▸ TEXT EXCERPT
Hydrogel Device for Controlling Cranial Suture Closure

Principal Investigators:

Barbara Boyan, PhD

Niren Murthy, PhD

Chris Hermann, PhD

The Need:

Craniosynostosis is a condition in which one or more cranial sutures closes prematurely and occurs in approximately 1 of every 2000 live births. If left untreated, craniosynostosis can result in blindness, deafness, developmental delays and death. Treatment includes removal of entire calvaria and reconstruction but there can be up to 40% chance of re-synostosis, especially in patients under six months. This necessitates additional surgical intervention which is associated with up to a 13% risk of life threatening complications. Although recent advances have been made in understanding the genetic and molecular mechanisms involved in regulating suture fusion, there are no effective clinical therapies available to treat craniosynostosis other than complete calvarial reconstruction and there are no therapies for re-synostosis.

The Device:

The hydrogel device is designed to delay regrowth of bone in the suture following surgical intervention for craniosynostosis, and provides the ability to create a functioning suture much like the natural and normal state of calvarial sutures at the age of an infant. The device is an injectable hydrogel that spontaneously polymerizes in situ and can be used at the time of the original surgery or delivered percutaneously after surgery. The hydrogel will provide a dramatic reduction in the invasiveness of the procedure, eliminating the need for blood transfusions and lengthy stays in the hospital. Another dramatic impact would be the ability to treat this condition at a much earlier age, before many of the skull deformities occur. Thus, the operation can be completed safely at a very early age and prevent as opposed to correct skull deformities.

▸ WORK TO BE COMPLETED
Return the entire text on the hydrogel device for cranial suture closure, reproduced word for word. Rely only on the text given here.

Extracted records
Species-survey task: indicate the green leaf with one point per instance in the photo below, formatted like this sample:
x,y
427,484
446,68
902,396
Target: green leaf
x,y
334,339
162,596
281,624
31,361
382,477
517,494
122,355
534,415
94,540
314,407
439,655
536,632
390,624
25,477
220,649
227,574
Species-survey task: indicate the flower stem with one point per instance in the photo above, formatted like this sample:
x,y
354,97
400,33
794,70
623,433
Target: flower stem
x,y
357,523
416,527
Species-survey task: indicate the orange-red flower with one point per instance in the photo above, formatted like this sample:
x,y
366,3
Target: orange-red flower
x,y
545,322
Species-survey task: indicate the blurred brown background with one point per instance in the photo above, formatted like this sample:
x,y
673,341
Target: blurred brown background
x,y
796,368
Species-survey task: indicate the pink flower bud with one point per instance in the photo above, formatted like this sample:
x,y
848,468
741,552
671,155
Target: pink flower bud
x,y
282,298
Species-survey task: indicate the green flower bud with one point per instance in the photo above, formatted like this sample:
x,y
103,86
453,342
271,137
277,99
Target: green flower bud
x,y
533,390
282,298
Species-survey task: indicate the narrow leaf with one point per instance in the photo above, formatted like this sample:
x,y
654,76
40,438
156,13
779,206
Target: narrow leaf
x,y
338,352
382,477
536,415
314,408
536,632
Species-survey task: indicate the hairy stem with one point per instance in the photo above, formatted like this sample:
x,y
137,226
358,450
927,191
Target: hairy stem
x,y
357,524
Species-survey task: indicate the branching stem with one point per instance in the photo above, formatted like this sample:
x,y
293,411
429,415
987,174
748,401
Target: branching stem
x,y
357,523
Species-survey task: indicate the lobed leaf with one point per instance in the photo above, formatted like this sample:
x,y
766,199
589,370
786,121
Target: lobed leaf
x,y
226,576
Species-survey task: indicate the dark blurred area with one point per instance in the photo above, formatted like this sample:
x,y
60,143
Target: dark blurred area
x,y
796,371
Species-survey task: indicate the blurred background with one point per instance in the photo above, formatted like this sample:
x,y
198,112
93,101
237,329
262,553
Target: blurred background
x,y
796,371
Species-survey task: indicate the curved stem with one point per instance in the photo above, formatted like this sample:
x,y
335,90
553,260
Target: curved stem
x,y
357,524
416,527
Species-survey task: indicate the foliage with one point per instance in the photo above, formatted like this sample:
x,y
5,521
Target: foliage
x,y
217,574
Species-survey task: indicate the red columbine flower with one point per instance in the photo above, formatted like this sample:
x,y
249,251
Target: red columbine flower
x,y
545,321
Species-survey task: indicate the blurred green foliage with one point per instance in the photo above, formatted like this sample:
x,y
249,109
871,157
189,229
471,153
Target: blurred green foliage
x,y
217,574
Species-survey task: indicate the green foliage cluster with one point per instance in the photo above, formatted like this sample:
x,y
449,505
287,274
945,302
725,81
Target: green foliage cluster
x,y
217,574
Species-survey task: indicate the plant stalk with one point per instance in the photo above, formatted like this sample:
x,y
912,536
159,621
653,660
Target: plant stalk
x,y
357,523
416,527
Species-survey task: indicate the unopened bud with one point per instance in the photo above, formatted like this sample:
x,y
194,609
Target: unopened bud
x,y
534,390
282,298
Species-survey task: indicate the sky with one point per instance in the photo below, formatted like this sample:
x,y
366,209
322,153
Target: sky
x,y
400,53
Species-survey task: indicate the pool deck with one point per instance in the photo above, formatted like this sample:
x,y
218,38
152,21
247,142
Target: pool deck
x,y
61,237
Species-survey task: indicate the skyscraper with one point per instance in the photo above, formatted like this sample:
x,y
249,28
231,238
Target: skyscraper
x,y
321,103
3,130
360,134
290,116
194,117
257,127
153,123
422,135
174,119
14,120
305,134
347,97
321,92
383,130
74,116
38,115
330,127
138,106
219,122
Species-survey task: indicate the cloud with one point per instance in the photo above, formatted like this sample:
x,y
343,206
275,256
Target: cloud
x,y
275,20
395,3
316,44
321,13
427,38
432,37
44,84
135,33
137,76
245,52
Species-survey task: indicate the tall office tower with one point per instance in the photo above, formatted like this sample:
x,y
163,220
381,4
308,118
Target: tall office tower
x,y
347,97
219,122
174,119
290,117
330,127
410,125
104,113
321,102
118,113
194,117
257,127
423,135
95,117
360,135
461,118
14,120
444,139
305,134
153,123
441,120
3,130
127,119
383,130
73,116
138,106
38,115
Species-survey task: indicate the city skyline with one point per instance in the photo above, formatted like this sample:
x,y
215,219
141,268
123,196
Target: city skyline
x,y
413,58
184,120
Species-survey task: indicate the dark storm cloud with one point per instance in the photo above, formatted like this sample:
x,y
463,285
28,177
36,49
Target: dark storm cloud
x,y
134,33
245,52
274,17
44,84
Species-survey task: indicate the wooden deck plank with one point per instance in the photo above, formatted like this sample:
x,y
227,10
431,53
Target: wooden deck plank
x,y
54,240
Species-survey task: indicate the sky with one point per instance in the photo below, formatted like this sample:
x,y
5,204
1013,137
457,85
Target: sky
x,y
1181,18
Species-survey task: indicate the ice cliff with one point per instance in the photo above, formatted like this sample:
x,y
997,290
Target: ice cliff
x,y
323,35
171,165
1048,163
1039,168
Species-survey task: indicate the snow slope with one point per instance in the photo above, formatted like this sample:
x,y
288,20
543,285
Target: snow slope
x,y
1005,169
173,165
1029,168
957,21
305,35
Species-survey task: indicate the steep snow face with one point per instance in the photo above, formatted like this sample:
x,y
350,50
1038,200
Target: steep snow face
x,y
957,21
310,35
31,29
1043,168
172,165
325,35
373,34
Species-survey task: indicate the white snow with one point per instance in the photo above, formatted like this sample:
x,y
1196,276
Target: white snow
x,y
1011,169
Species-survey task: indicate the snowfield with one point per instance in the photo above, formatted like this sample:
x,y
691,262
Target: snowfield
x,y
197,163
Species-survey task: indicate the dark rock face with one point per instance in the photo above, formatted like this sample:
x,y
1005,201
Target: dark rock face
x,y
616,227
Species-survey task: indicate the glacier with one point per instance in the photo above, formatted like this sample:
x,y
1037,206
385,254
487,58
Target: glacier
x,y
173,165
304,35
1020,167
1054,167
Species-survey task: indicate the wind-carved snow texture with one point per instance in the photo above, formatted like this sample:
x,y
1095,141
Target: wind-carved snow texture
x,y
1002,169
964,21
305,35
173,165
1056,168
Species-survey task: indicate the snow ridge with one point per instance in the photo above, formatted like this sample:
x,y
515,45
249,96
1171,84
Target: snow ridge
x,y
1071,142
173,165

▸ OUTPUT FOR THIS EXERCISE
Hydrogel Device for Controlling Cranial Suture Closure

Principal Investigators:

Barbara Boyan, PhD

Niren Murthy, PhD

Chris Hermann, PhD

The Need:

Craniosynostosis is a condition in which one or more cranial sutures closes prematurely and occurs in approximately 1 of every 2000 live births. If left untreated, craniosynostosis can result in blindness, deafness, developmental delays and death. Treatment includes removal of entire calvaria and reconstruction but there can be up to 40% chance of re-synostosis, especially in patients under six months. This necessitates additional surgical intervention which is associated with up to a 13% risk of life threatening complications. Although recent advances have been made in understanding the genetic and molecular mechanisms involved in regulating suture fusion, there are no effective clinical therapies available to treat craniosynostosis other than complete calvarial reconstruction and there are no therapies for re-synostosis.

The Device:

The hydrogel device is designed to delay regrowth of bone in the suture following surgical intervention for craniosynostosis, and provides the ability to create a functioning suture much like the natural and normal state of calvarial sutures at the age of an infant. The device is an injectable hydrogel that spontaneously polymerizes in situ and can be used at the time of the original surgery or delivered percutaneously after surgery. The hydrogel will provide a dramatic reduction in the invasiveness of the procedure, eliminating the need for blood transfusions and lengthy stays in the hospital. Another dramatic impact would be the ability to treat this condition at a much earlier age, before many of the skull deformities occur. Thus, the operation can be completed safely at a very early age and prevent as opposed to correct skull deformities.